-- begin TEXT EXTRACT --

Did you know? You can extend the database with a plugin.

Log data

There are four types of log data:

  • visits
  • action types
  • conversions
  • ecommerce items

All log data is persisted in a similar way: new data is constantly added to the set at high volume and updates are non-existent, except for visits.

Visit data is updated while visits are active. So until a visit ends it is possible that Piwik will try and update it.

Log data is read when calculating analytics data and old data will sometimes be deleted (via the data purging feature).

Backends must ensure that inserting new log data is as fast as possible and aggregating log data is not too slow (though obviously, faster is better).

Visits

Visits are stored in the log_visit table.

Each visit contains the following information:

  • idsite: the ID of the the website it was tracked for
  • idvisitor: a visitor ID (an 8 byte binary string)
  • visitor_localtime: the visit datetime in the visitor's time of day
  • visitor_returning: whether the visit is the first visit for this visitor or not
  • visitor_count_visits: the number of visits the visitor has made up to this one
  • visitor_days_since_last: the number of days since this visitor's last visit (if any)
  • visitor_days_since_order: the number of days since this visitor's last order (if any)
  • visitor_days_since_first: the number of days since this visitors' first visit
  • visit_first_action_time: the datetime of the visit's first action
  • visit_last_action_time: the datetime of the visit's last action
  • visit_exit_idaction_url: the ID of the URL action type of the visit's last action
  • visit_exit_idaction_name: the ID of the page title action type of the visit's last action
  • visit_entry_idaction_url: the ID of the URL action type of the visit's first action
  • visit_entry_idaction_name: the ID of the page title action type of this visit's first action
  • visit_total_actions: the count of actions performed during this visit
  • visit_total_searches: the count of site searches performed during this visit
  • visit_total_events: the count of custom events performed during this visit
  • visit_total_time: the total elapsed time of the visit
  • visit_goal_converted: whether this visit converted a goal or not
  • visit_goal_buyer: whether the visitor ordered something during this visit or not
  • referer_type: the type of this visitor's referrer. Can be one of the following values:
    • Common::REFERRER_TYPE_DIRECT_ENTRY = 1: If set to this value, other referer_... fields have no meaning.

-- end TEXT EXTRACT --
-- begin RECORD LIST --

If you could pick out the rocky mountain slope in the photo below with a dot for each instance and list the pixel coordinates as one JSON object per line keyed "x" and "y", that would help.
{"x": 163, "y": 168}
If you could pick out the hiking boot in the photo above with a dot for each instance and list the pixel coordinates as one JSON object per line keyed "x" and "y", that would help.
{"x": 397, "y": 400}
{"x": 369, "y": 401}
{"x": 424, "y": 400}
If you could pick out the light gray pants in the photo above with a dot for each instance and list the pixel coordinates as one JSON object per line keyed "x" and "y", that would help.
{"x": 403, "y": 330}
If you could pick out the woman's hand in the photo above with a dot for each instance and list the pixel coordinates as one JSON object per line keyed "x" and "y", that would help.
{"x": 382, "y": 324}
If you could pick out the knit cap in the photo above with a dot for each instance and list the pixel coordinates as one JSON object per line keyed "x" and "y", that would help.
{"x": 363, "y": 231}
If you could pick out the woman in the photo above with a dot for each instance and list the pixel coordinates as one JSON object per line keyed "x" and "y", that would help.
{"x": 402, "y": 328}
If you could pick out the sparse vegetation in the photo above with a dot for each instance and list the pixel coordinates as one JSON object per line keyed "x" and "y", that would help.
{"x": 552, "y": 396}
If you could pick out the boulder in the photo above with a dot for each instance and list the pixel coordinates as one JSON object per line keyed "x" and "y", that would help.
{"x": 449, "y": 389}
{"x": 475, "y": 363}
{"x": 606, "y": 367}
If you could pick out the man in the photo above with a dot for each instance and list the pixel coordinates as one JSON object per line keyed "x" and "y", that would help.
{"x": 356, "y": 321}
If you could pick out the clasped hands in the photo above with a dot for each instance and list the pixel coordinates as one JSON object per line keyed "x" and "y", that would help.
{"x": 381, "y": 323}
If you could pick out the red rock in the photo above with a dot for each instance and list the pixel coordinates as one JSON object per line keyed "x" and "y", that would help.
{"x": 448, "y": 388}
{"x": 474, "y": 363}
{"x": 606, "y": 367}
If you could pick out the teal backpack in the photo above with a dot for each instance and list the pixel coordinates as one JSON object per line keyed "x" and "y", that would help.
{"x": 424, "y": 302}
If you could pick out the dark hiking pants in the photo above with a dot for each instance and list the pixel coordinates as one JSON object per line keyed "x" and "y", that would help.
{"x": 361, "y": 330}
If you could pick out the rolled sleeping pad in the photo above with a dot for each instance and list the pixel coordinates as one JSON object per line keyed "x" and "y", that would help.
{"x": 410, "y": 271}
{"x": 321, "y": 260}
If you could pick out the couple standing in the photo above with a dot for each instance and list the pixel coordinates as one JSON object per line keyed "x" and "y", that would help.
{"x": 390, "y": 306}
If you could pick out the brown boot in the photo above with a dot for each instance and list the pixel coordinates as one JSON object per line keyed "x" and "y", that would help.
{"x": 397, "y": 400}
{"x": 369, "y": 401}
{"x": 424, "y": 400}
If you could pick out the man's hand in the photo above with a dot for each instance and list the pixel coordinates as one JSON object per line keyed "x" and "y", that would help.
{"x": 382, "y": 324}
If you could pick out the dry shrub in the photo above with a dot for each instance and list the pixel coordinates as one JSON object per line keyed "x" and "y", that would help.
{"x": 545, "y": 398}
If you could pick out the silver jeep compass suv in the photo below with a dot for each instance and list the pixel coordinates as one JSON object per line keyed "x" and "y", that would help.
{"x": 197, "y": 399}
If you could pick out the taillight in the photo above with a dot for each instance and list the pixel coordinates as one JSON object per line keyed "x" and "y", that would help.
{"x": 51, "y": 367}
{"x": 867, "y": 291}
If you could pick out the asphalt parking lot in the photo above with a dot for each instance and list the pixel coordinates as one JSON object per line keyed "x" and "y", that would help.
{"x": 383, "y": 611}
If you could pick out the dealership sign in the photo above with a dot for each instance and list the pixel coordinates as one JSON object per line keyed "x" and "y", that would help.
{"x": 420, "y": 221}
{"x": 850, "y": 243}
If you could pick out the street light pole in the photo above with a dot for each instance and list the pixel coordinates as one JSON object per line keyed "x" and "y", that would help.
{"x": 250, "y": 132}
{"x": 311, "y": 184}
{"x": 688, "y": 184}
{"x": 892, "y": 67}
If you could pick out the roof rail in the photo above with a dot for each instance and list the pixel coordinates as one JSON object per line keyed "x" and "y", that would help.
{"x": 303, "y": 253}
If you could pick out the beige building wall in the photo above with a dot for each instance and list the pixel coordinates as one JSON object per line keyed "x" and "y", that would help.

-- end RECORD LIST --

WHAT NEEDS TO BE DONE ::
Print the stretch of the log data text from "Each visit contains" through "byte binary string)", keeping every word unchanged.

EXPECTED ANSWER ::
Each visit contains the following information:

  • idsite: the ID of the the website it was tracked for
  • idvisitor: a visitor ID (an 8 byte binary string)